═══ Available data
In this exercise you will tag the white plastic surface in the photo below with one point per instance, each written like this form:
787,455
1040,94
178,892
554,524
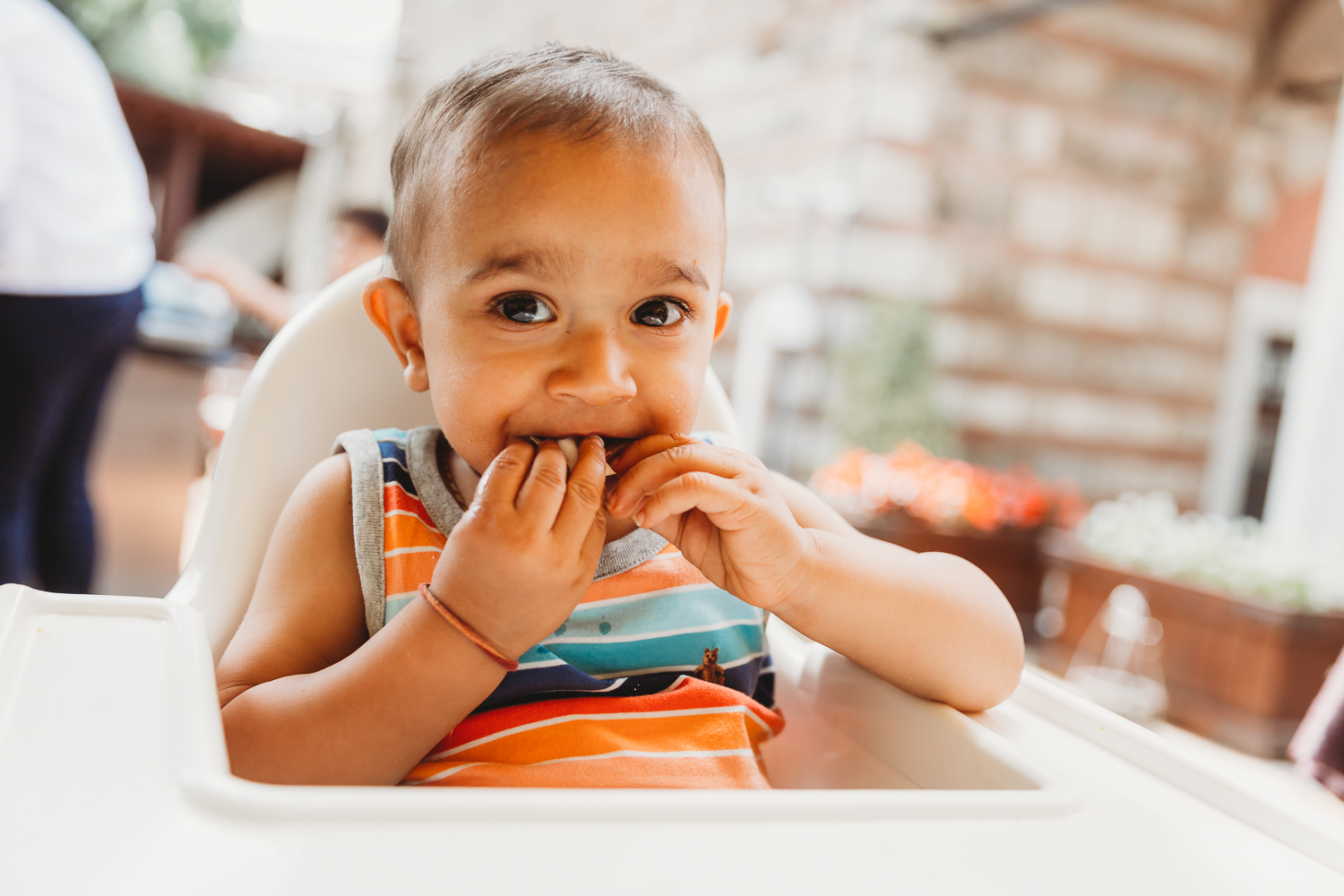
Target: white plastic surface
113,780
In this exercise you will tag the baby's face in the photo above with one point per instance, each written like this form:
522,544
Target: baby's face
575,289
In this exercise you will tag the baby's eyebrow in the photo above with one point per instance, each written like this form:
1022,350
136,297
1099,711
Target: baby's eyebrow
542,263
674,273
524,263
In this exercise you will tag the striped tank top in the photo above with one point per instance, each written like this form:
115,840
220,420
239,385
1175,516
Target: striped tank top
659,678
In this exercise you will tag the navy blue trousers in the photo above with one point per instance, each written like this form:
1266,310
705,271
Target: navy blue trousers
56,354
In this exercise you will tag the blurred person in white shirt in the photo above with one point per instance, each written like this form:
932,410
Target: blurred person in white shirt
75,245
357,239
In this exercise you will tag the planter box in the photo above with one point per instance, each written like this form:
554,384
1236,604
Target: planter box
1010,557
1238,672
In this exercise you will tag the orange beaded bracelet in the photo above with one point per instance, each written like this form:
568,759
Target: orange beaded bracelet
510,665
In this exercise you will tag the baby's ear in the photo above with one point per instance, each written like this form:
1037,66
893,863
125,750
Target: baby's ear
722,314
389,308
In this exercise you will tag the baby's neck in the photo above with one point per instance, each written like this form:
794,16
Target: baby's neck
467,479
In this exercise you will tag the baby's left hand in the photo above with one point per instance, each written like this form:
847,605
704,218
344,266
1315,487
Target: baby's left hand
722,508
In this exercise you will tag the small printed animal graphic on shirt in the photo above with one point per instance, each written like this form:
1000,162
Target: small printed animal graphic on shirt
710,669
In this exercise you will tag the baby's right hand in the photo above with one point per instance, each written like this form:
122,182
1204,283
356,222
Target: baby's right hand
524,552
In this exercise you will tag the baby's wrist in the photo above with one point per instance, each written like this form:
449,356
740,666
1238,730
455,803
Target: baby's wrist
797,589
486,619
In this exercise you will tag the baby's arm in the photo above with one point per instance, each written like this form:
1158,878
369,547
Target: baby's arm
308,697
930,624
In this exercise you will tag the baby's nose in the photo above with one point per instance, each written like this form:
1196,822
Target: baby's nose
596,371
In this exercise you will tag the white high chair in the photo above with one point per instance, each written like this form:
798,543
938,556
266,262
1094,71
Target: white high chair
115,777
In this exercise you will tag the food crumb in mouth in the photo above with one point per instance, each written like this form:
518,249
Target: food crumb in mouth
570,447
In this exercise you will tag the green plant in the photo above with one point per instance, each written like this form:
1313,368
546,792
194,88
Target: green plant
161,45
887,382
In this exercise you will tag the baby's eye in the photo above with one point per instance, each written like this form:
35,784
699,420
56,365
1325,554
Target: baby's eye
658,312
524,309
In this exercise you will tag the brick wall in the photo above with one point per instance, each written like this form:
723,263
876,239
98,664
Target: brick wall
1074,196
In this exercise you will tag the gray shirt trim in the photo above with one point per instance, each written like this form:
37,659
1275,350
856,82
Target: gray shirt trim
366,468
366,481
422,458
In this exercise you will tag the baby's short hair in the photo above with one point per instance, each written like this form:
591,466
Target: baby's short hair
573,91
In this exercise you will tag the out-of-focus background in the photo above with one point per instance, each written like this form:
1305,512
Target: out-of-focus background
1024,281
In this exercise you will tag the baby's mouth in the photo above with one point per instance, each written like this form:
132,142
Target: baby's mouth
570,447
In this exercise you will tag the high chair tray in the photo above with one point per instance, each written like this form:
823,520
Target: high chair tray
113,778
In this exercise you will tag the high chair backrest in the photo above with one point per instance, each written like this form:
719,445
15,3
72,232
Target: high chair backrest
325,373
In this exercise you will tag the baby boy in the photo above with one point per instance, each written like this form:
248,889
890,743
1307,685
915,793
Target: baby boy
456,605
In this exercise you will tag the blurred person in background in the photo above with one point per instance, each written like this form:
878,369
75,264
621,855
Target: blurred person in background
75,244
358,238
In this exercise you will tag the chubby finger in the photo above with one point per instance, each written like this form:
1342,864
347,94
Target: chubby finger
730,504
648,446
585,492
593,541
652,473
505,473
543,489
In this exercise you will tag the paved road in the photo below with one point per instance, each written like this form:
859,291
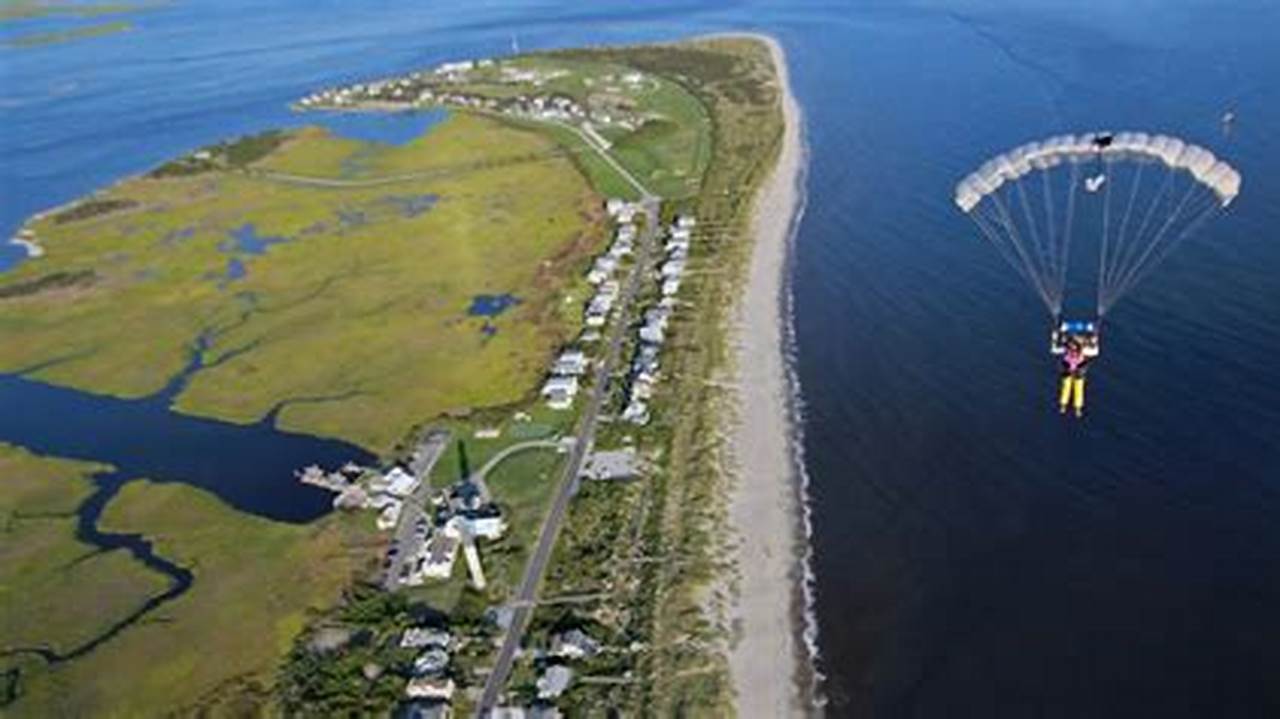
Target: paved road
415,505
525,595
478,476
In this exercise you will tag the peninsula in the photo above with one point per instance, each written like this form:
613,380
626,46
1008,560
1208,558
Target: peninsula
551,317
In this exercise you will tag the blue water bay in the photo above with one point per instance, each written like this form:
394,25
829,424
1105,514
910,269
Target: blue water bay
976,553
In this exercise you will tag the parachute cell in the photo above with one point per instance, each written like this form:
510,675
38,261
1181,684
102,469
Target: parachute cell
1165,189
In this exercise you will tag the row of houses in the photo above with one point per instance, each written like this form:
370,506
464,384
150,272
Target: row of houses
360,488
563,380
461,516
652,335
442,86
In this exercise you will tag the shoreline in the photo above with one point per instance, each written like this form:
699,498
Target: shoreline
767,511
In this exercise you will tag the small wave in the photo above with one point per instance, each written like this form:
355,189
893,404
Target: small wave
796,413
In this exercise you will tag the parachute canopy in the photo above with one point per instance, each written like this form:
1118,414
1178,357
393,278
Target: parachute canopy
1033,227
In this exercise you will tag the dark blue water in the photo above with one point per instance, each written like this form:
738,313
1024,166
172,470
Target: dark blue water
387,128
247,241
976,554
492,305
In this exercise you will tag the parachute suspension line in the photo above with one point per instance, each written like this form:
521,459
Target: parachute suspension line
1055,271
1134,247
991,227
1042,264
1064,259
1105,278
993,236
1106,227
1143,269
1011,229
1129,270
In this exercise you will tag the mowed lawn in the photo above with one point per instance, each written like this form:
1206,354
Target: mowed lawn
45,572
351,319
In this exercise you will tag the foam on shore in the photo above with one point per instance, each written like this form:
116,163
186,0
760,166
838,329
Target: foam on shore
768,508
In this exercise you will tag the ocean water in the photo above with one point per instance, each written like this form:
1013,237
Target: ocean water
974,553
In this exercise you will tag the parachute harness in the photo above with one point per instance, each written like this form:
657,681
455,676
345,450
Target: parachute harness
1037,243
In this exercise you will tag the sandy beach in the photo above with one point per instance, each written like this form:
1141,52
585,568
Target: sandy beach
768,659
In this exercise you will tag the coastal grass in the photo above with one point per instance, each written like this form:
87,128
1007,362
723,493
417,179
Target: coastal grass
357,324
30,9
214,649
68,35
45,571
667,150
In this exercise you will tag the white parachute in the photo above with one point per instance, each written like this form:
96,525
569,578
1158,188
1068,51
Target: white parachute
1028,204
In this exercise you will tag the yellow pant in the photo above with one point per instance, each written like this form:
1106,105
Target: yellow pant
1073,388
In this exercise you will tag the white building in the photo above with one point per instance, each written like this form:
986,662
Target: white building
672,269
566,385
641,389
574,644
388,516
652,333
636,412
560,401
430,663
424,637
553,682
483,526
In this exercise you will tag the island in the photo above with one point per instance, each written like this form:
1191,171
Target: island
544,328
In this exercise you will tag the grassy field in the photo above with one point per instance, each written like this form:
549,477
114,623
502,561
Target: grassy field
69,35
215,647
666,140
45,572
27,9
352,316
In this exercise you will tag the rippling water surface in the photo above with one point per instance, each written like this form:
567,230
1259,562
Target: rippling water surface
976,554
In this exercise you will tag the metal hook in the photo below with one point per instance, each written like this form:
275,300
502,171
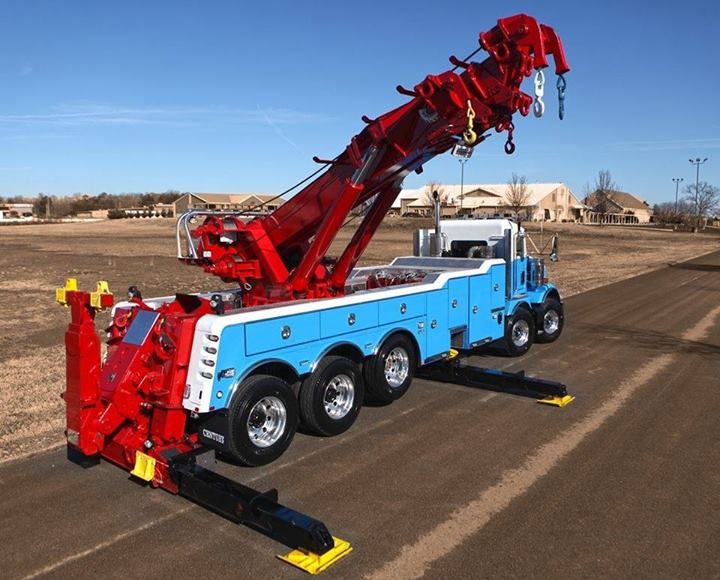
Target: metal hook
561,86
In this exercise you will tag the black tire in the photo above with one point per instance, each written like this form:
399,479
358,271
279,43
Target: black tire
247,414
403,362
519,332
550,321
331,396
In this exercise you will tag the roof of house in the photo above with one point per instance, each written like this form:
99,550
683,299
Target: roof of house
622,199
475,195
232,198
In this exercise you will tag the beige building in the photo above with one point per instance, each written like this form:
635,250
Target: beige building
16,211
621,208
226,202
545,201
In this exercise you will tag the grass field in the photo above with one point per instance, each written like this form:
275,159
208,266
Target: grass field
34,260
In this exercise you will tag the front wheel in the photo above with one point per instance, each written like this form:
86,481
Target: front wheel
551,319
389,373
519,332
263,417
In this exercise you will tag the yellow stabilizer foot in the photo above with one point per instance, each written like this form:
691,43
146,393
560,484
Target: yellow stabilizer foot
315,563
61,293
557,401
144,466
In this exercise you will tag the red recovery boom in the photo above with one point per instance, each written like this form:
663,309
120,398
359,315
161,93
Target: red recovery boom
282,256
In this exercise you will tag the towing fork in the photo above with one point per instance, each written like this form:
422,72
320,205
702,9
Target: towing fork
453,370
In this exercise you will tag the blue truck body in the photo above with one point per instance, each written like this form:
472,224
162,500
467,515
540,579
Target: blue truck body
461,303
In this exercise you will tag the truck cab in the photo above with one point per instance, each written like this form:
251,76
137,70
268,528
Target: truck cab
524,278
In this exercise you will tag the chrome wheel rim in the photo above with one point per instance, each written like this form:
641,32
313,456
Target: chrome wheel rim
551,322
266,422
397,367
520,333
339,396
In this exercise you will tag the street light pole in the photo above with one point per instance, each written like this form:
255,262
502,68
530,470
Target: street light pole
697,162
677,181
463,153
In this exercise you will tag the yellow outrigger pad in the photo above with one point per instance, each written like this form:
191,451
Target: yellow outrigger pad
144,466
316,563
60,293
557,401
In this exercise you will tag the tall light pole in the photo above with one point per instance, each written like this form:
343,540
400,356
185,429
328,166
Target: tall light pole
697,162
462,180
463,153
677,181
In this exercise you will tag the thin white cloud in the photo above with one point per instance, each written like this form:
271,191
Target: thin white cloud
668,144
88,114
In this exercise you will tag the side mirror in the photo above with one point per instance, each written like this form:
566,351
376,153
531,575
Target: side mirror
554,256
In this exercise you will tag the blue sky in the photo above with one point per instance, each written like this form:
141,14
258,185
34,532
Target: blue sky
238,96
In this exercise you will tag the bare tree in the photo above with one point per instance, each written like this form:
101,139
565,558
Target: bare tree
671,214
600,198
518,193
435,186
704,199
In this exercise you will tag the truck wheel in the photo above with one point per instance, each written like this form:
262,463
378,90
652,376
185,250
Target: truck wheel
262,419
519,332
331,397
389,373
551,320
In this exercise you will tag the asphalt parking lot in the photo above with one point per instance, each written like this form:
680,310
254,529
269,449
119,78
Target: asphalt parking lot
452,482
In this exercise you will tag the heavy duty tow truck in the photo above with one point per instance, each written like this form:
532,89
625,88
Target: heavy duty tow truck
302,338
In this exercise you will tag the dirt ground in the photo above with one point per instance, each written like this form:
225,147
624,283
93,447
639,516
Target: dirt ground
34,260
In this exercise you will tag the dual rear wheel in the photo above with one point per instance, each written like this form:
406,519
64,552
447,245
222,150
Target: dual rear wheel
265,412
524,327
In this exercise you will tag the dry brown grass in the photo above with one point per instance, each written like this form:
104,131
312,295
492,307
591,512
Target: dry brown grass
36,259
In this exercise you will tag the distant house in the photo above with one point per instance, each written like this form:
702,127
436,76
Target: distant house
16,212
620,208
226,202
545,201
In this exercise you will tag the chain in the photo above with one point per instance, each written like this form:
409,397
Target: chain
561,86
469,135
539,105
509,145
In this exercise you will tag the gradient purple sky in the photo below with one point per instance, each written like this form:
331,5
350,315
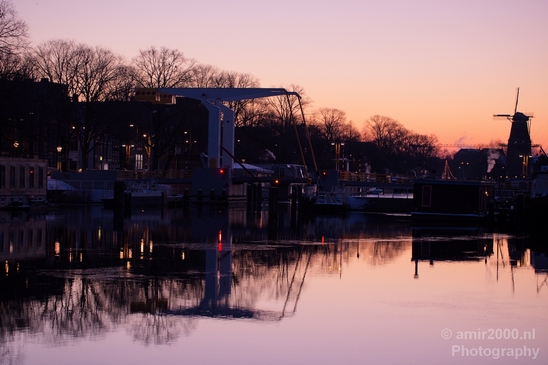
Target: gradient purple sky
438,67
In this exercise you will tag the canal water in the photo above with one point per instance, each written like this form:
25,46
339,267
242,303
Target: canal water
83,286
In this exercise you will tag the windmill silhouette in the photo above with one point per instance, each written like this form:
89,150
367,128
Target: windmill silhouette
519,142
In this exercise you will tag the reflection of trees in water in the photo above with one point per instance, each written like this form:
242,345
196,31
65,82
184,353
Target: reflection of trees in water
92,302
158,329
11,350
266,275
383,252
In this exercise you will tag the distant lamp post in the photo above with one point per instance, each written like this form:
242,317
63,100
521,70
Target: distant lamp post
59,150
337,153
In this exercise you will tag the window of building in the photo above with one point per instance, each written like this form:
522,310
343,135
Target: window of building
427,196
31,177
12,177
40,178
2,176
21,177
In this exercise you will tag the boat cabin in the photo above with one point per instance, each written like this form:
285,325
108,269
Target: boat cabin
451,200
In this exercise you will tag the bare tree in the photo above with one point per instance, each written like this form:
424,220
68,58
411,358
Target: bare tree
57,60
93,75
286,109
204,76
162,68
13,30
97,73
331,122
387,134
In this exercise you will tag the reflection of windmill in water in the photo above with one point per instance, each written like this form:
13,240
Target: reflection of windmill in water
519,142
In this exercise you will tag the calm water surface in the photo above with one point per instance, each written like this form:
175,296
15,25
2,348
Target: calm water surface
203,287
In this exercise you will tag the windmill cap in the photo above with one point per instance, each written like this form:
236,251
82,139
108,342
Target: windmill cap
520,117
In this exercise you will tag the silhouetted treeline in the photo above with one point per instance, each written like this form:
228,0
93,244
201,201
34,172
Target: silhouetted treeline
88,107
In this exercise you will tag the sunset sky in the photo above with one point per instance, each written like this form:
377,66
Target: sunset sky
438,67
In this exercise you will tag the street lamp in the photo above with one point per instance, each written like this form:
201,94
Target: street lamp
337,153
59,149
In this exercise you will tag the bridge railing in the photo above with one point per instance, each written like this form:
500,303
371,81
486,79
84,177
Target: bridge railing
373,177
143,174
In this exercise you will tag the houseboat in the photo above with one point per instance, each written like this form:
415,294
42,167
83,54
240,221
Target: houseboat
22,182
451,201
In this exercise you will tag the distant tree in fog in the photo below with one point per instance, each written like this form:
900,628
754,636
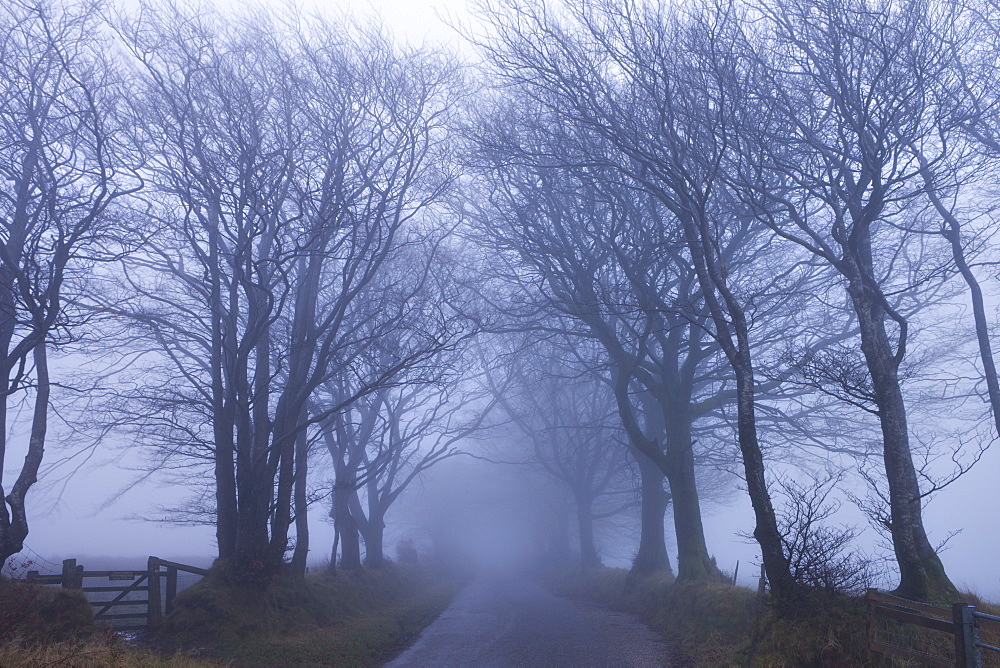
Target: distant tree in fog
567,414
61,182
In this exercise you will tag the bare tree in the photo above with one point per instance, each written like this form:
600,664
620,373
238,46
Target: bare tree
287,164
840,98
632,76
61,179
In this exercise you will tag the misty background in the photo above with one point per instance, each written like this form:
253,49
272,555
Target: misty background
495,498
══════
## Your instructions
Produce an exact reproduction of the lines from the line containing "In this exercise you will tag the street lamp" through the last line of the records. Any picture is left out.

## The solution
In this exercise you will tag the street lamp in the photo above with one point per instance, each written like this form:
201,94
Target: street lamp
337,153
59,149
In this exercise you will tag the bridge railing in the photo above with one point per instance, each written like this form:
500,303
371,81
486,79
84,177
Target: bridge railing
373,177
143,174
In this exercise you will tag the houseboat in the photo above with one point per instance, each written like this form:
415,294
42,167
83,54
240,221
Target: houseboat
22,182
451,201
In this exercise you will tag the distant tree in fog in the photo below with one point per instance, each written like this form:
900,628
754,636
Target: distant tree in fog
567,414
61,182
In this exercise you will tag the bare tree in the photo above with one point per instance, each written like this form:
600,664
620,373
238,46
Target: bare tree
287,164
840,98
632,76
61,179
In this exercise you will tag the misty background in the photo above with one point per instance, each written like this form:
253,49
272,555
Target: misty background
495,498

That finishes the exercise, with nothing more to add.